- _Questions_:
1. In the honey harvest text, in what month did the weekly hive visits start?
2. Reproduce word for word the part of the honey harvest text that begins at the words "Each visit, we" and stops after "in the field.".

- _Text excerpt_:

┄┄┄┄┄┄

Our Spring honey harvest was one-of-a-kind. For the first time ever, Stephanie and I were able to work with Ryan weekly to monitor the progress of each of the hives in our apiary. We started in March and despite lots and lots and lots of rain, we managed to manipulate our schedules and meet up on the farm to look into each individual hive. We “made room” adding empty frames of drawn comb giving the bees plenty of space to lay eggs and grow.
Each visit, we monitored for signs of disease and egg laying. I can say with great confidence that this is the year that things really came together for me as a beekeeper. It’s also been wonderful to learn from another very experienced beekeeper in Ryan and to share this with my colleague, our lead maker here at our Honey House, Stephanie, who has a persistent smile on her face every time we are in the field.

┄┄┄┄┄┄

- _Entries provided_:
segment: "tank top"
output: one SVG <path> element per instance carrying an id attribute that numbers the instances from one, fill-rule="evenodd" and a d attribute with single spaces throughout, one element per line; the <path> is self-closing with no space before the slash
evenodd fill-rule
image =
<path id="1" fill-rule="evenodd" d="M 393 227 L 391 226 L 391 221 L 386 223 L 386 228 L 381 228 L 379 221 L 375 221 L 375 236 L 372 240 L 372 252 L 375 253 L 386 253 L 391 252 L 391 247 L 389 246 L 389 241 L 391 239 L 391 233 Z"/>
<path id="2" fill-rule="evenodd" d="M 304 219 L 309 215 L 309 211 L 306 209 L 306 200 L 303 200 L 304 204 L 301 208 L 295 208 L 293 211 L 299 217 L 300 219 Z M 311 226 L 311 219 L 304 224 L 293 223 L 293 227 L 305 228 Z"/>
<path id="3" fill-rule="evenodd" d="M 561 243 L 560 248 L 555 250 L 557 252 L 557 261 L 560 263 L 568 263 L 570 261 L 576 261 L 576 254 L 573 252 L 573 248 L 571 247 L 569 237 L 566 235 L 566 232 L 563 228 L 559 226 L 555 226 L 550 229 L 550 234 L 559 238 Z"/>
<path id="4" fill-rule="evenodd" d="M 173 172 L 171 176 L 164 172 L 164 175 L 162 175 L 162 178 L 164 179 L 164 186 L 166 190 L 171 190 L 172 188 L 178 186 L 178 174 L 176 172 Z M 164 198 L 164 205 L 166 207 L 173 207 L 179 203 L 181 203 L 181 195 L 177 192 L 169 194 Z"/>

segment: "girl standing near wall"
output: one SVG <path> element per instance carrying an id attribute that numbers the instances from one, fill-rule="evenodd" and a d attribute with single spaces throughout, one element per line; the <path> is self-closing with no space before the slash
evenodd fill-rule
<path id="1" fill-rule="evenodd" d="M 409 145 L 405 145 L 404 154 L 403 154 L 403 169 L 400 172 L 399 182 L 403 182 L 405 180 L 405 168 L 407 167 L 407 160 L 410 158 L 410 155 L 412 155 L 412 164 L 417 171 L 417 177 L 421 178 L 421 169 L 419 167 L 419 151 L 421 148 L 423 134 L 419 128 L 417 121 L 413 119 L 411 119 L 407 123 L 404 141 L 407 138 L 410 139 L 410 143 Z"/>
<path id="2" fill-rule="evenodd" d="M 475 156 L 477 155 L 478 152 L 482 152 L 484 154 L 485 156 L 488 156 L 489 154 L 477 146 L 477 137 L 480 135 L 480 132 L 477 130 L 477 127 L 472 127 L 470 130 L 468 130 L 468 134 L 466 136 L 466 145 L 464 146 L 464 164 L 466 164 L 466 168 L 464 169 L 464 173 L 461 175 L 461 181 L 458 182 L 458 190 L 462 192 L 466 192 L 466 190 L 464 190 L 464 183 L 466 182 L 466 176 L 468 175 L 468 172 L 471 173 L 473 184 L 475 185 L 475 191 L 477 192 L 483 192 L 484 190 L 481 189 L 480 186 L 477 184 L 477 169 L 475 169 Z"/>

┄┄┄┄┄┄

- _Results_:
1. They started in March.

2.
Each visit, we monitored for signs of disease and egg laying. I can say with great confidence that this is the year that things really came together for me as a beekeeper. It’s also been wonderful to learn from another very experienced beekeeper in Ryan and to share this with my colleague, our lead maker here at our Honey House, Stephanie, who has a persistent smile on her face every time we are in the field.